### [Written instruction]
Find every line in the records below that contains the string "foliage", matching case exactly, and copy each such line.

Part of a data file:
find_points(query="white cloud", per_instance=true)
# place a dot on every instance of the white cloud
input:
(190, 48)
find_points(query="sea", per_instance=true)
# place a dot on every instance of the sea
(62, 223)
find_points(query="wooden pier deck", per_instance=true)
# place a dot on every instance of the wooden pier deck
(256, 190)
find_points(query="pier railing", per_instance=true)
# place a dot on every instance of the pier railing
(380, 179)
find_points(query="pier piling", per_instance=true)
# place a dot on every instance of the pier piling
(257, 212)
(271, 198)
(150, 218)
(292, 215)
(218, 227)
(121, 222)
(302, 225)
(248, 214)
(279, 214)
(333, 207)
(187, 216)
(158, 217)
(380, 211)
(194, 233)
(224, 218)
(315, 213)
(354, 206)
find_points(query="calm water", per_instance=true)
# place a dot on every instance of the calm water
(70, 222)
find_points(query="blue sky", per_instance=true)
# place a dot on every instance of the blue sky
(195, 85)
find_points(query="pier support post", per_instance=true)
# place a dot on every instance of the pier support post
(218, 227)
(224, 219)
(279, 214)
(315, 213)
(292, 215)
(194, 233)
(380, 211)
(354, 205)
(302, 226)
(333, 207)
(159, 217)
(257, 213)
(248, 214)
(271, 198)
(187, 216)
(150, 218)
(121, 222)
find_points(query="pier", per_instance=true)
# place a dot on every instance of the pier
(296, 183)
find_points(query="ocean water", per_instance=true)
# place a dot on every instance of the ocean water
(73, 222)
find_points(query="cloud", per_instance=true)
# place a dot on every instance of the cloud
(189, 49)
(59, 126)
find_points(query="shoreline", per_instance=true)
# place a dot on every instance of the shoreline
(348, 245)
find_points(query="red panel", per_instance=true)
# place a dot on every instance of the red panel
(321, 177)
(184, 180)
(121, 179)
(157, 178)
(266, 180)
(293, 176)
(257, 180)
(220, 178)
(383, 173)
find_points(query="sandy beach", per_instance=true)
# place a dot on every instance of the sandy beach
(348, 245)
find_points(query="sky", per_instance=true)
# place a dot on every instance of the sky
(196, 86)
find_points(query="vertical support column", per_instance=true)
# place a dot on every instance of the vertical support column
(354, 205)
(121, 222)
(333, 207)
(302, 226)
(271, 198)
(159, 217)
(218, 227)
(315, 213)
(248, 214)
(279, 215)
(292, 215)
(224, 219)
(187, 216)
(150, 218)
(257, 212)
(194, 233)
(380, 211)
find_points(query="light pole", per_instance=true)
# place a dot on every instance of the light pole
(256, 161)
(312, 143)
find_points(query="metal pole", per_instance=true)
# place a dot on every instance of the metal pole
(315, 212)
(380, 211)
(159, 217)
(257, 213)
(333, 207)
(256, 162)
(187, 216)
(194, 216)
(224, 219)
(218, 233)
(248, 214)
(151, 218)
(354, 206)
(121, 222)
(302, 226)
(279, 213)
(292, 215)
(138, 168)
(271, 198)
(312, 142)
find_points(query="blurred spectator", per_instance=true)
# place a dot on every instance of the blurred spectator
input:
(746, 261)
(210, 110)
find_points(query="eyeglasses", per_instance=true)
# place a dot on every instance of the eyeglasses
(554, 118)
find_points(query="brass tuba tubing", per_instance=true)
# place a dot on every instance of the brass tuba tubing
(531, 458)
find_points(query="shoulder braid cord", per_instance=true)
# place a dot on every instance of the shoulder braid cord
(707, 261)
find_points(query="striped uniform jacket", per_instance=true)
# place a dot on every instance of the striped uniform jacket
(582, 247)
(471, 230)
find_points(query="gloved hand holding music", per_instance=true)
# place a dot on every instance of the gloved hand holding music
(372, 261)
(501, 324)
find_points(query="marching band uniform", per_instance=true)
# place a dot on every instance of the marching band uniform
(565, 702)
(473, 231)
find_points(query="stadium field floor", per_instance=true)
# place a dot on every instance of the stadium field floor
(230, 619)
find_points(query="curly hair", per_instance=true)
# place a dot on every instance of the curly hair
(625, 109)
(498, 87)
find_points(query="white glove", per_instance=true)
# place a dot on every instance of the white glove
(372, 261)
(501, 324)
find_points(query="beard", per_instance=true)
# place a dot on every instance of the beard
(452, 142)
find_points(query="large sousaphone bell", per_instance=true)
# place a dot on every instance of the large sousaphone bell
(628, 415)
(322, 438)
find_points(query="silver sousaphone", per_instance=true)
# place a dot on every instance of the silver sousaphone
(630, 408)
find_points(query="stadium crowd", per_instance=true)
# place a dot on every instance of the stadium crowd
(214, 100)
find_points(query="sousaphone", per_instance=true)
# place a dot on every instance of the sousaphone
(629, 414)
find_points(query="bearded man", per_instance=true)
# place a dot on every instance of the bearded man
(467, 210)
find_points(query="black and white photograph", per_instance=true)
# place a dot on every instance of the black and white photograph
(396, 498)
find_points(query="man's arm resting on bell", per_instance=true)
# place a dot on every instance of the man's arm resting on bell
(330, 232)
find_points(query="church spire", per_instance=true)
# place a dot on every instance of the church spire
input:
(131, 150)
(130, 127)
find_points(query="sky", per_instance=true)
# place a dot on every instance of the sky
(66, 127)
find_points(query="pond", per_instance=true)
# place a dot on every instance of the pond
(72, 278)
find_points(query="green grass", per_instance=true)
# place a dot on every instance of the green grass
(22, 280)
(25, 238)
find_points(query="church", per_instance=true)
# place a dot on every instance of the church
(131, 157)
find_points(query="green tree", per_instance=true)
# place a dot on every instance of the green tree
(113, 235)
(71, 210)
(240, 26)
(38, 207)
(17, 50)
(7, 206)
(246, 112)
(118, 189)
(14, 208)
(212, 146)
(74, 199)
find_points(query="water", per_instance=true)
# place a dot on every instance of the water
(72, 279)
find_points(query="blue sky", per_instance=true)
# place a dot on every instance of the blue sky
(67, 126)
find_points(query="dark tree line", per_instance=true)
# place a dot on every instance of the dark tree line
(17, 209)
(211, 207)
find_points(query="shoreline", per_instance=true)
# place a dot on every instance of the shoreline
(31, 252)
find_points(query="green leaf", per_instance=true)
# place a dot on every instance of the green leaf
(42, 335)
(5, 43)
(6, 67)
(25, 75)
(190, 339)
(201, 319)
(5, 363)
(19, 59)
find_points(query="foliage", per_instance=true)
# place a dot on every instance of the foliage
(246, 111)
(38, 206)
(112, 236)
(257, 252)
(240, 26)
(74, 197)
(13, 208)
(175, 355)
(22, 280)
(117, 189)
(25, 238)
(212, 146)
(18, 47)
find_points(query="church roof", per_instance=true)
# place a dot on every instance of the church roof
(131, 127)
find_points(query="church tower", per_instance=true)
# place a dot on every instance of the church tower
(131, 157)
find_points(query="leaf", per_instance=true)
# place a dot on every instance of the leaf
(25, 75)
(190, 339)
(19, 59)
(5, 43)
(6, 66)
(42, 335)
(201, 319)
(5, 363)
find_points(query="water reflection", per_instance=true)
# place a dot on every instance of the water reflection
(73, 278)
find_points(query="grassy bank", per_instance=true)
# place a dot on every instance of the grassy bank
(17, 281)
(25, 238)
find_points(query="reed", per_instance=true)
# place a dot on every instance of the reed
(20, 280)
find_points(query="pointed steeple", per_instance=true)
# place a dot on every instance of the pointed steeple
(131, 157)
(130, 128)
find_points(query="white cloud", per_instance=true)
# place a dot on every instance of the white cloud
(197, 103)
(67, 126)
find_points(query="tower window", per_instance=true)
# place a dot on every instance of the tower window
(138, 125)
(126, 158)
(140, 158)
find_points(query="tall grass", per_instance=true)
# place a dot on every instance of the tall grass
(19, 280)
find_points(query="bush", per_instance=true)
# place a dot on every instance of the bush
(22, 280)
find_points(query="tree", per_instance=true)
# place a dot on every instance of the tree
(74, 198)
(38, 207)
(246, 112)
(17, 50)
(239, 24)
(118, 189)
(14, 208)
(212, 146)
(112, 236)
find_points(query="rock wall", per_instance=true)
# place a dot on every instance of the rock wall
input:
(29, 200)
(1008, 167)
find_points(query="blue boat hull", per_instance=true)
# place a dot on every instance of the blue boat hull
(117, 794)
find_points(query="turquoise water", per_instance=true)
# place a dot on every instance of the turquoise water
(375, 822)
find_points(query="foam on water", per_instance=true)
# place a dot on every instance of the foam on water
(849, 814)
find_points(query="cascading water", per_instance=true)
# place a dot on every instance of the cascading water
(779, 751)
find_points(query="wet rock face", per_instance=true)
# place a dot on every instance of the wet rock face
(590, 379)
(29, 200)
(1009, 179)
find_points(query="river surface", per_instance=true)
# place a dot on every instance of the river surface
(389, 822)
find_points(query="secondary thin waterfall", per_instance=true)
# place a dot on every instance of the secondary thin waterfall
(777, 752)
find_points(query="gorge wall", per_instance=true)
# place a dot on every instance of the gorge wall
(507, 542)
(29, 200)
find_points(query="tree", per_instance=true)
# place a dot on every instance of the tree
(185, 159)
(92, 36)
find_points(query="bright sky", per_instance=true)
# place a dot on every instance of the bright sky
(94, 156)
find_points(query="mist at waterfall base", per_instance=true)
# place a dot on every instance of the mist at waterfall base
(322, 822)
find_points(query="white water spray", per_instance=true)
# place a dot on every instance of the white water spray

### [Correct output]
find_points(query="foliage", per_instance=true)
# place a dot on every instance of the foliage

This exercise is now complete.